- [Problem description] In the data below, print word for word every line from the line that contains "Expected: for every instance of the dark grape" through the line that contains "(1186, 529)", including both of those lines.

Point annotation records
______________________________

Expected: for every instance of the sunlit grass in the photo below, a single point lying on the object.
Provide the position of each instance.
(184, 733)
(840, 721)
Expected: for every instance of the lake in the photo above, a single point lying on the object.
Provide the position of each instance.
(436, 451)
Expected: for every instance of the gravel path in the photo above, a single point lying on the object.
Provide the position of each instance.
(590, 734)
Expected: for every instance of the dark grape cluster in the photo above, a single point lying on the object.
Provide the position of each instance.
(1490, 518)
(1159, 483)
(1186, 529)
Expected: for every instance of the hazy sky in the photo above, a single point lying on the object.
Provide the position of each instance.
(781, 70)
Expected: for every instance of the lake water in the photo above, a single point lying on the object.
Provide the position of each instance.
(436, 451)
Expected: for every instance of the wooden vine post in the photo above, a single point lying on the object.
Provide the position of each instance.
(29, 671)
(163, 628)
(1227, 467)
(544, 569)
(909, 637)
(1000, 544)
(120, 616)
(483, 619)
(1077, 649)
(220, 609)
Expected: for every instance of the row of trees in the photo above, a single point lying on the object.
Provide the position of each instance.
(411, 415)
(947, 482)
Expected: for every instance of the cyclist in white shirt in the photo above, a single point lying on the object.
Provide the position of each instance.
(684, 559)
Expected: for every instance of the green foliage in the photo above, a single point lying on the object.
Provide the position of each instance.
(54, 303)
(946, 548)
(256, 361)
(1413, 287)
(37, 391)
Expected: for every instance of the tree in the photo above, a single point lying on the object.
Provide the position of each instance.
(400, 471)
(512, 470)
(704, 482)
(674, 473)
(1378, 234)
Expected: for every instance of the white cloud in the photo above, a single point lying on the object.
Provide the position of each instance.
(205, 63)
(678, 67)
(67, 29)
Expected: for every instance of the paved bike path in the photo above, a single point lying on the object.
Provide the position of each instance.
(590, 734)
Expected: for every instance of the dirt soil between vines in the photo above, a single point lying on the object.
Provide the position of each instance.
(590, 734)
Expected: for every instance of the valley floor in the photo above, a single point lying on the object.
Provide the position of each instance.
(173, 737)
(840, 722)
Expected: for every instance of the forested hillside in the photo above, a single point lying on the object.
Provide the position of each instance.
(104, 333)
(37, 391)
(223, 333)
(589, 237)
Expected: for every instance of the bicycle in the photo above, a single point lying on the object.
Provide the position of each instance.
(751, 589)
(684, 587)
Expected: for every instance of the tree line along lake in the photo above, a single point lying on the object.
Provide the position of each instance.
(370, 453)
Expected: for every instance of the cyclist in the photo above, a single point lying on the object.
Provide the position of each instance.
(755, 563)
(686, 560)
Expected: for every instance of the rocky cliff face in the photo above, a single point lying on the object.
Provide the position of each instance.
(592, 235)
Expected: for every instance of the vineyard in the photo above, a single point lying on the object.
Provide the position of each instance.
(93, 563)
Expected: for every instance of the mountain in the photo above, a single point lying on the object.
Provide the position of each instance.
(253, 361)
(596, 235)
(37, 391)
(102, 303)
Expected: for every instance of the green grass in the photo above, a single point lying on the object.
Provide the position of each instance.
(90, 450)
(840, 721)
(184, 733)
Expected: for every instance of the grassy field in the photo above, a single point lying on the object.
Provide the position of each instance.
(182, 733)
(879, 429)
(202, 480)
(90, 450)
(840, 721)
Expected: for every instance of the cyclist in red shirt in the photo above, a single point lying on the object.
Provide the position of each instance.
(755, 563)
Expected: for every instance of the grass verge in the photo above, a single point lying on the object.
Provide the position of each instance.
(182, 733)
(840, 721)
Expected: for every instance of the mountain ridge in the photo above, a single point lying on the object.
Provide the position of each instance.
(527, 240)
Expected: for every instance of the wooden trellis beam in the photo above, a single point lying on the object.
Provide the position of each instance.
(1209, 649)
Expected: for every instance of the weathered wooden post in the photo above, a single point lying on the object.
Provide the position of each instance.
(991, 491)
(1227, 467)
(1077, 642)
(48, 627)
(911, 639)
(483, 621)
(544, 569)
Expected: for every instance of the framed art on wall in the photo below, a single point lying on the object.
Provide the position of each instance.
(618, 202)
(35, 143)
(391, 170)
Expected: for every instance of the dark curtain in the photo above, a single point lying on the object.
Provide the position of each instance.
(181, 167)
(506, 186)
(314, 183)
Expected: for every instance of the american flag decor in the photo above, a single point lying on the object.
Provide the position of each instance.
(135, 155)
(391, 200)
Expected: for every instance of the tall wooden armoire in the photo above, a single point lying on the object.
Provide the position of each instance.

______________________________

- [Exercise answer]
Expected: for every instance of the dark grape cluster in the photo above, a single point lying on the object.
Provide the position of each instance.
(1490, 518)
(1159, 483)
(1186, 529)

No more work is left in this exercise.